That’s the point where I came back to after reading the power on hours. Then I thought to myself someone tweaked the drive’s head parking (as they should have).
Greens suffered from excessive head parking (load cycles statistic, 193). As long as you tweaked that, the drives are good to go.
What I suggest you do is run a smart full test on each of them and check reallocated/pending sectors being reported.
If the drives come out fine, you need to re-check that the head parking is disabled, and if you want to use them in an array that TLER is enabled (that’s what it was called when greens were a thing).
Of course, as said above, none of this matters if you don’t have access to cheap electricity.
It really didn’t cost me much, about €100 between the EonStor and the hard drives. For electricity with the nodes I currently have and the normal consumption of the house, I currently pay about €40-45 per month.
I have tried and checked all the disks and they are OK, there are no bad or pending sectors. There is also no typing error rate in them. These disks have actually been making backups, they have not had to suffer excessive workload (I hope). I see them prepared to endure at least two or three more years
You could try with 1 2TB hard drive or with a raid0 (3 hard drives, I’m not taking any more risks) of up to 6TB and compare results. Later, if I see that it performs well, I will migrate the node to a larger capacity disk. I see that it can be expanded to larger capacity disks (10-12TB) as long as I see that the electricity cost does not increase too much for using the EonStor (At the moment between the light and what I earn with STORJ is positive, so I can risk growing the network and contributing more to the project).
What do you think, what configuration do you recommend before setting up the node?
I’m going to prepare a new WAN for the node and see how it goes. As they say, you have to reuse the hardware and I am very happy with the STORJ project, my first node has been in operation for 38 months and I hope to be here for a long time
Don’t use raid with those drives unless you tweak their timeouts as I have suggested above. They are not designed for raid and will cause problems down the road.
Head loading refers to the power saving features those drives had. They parked the head to reduce power consumption (the actuator doesn’t need to be energized to keep the head in its place). The thing is, that timeout that caused the parking was too aggressive and the head ended up being parked all the time. There is a small “ramp” that leads the edge of the head to its parked position, and this ramp ended up being hit a lot, which damaged the heads over time. I have seen drives with 250K load cycles, although most problems start at ~200K load cycles. As a reference, one of my drives (different model) with 82593 power on hours, has 3162 load cycles.
What I would suggest is to pull the drives and use them in an PC instead. One node per drive and move the nodes to bigger drives as they fill up. Keep in mind though that those drives will show their age soon, so don’t plan on them running for the next 10 years.
I doubt that’ll happen when you have an active node using the HDD’s all the time though. But I do agree with going with individual HDD’s. That also allows you to add new nodes only when others are close to filling up and save some on running costs.
Although
sounds really cheap. So maybe energy cost isn’t much of a concern.

§ **MATERIAL**:
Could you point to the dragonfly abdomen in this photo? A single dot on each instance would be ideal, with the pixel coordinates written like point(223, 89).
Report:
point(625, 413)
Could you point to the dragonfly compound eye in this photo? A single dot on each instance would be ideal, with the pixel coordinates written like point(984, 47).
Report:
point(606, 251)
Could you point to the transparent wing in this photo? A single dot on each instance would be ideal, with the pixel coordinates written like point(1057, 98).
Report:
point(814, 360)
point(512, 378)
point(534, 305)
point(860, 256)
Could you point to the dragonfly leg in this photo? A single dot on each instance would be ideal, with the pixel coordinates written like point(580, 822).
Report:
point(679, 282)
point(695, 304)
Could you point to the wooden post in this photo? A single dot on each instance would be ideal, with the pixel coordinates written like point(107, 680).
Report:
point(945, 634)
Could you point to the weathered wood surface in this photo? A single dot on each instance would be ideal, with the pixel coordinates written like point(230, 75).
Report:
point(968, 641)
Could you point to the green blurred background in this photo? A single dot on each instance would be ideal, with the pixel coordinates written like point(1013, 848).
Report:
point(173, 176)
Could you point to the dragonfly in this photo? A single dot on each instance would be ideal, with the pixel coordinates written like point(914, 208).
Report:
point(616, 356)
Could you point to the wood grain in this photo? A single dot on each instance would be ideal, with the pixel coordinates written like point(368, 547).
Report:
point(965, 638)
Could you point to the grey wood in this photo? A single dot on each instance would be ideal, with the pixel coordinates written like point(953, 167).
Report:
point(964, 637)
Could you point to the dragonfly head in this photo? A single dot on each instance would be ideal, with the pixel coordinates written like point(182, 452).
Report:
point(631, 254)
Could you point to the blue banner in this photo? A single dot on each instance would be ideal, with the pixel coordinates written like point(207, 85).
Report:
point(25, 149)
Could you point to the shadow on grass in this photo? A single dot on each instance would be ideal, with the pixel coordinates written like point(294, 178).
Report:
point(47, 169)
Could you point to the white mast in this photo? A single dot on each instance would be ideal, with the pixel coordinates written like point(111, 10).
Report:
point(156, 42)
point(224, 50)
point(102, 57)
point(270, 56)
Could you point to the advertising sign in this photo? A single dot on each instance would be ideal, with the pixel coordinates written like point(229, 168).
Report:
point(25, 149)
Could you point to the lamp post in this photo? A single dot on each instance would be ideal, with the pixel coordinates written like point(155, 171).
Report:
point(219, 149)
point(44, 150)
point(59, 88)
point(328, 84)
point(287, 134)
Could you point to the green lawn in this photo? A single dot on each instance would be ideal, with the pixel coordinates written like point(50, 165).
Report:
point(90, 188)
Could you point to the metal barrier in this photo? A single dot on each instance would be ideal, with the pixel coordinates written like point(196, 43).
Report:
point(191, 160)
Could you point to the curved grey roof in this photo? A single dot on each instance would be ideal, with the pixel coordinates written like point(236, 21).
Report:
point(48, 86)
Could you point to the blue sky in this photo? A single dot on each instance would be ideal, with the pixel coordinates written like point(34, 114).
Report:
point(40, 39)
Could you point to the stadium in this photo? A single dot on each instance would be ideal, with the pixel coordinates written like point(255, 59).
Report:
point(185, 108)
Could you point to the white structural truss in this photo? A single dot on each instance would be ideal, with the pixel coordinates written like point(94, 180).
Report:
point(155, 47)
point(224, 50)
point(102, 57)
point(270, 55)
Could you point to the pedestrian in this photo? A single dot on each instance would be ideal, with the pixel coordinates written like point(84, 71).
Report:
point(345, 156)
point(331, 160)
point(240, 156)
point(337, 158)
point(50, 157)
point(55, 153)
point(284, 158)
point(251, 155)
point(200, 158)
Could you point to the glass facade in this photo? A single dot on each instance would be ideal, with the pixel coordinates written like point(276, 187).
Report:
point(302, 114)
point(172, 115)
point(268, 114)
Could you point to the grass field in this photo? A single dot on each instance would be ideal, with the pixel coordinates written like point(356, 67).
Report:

§ **LIST OF TASKS**:
A. Answer these questions using the forum thread about reusing old hard drives:
(i) Which statistic number is given for load cycles?
(ii) About how much did the EonStor and the hard drives cost together?
(iii) For how many months has the first node been in operation?
B. Copy out, word for word, the part of the forum thread about reusing old hard drives that begins at the words "That’s the point" and stops after "were a thing).".
The records come from a separate source.

§ **EXERCISE SOLUTIONS**:
A.
(i) 193
(ii) About €100
(iii) 38 months

B.
That’s the point where I came back to after reading the power on hours. Then I thought to myself someone tweaked the drive’s head parking (as they should have).
Greens suffered from excessive head parking (load cycles statistic, 193). As long as you tweaked that, the drives are good to go.
What I suggest you do is run a smart full test on each of them and check reallocated/pending sectors being reported.
If the drives come out fine, you need to re-check that the head parking is disabled, and if you want to use them in an array that TLER is enabled (that’s what it was called when greens were a thing).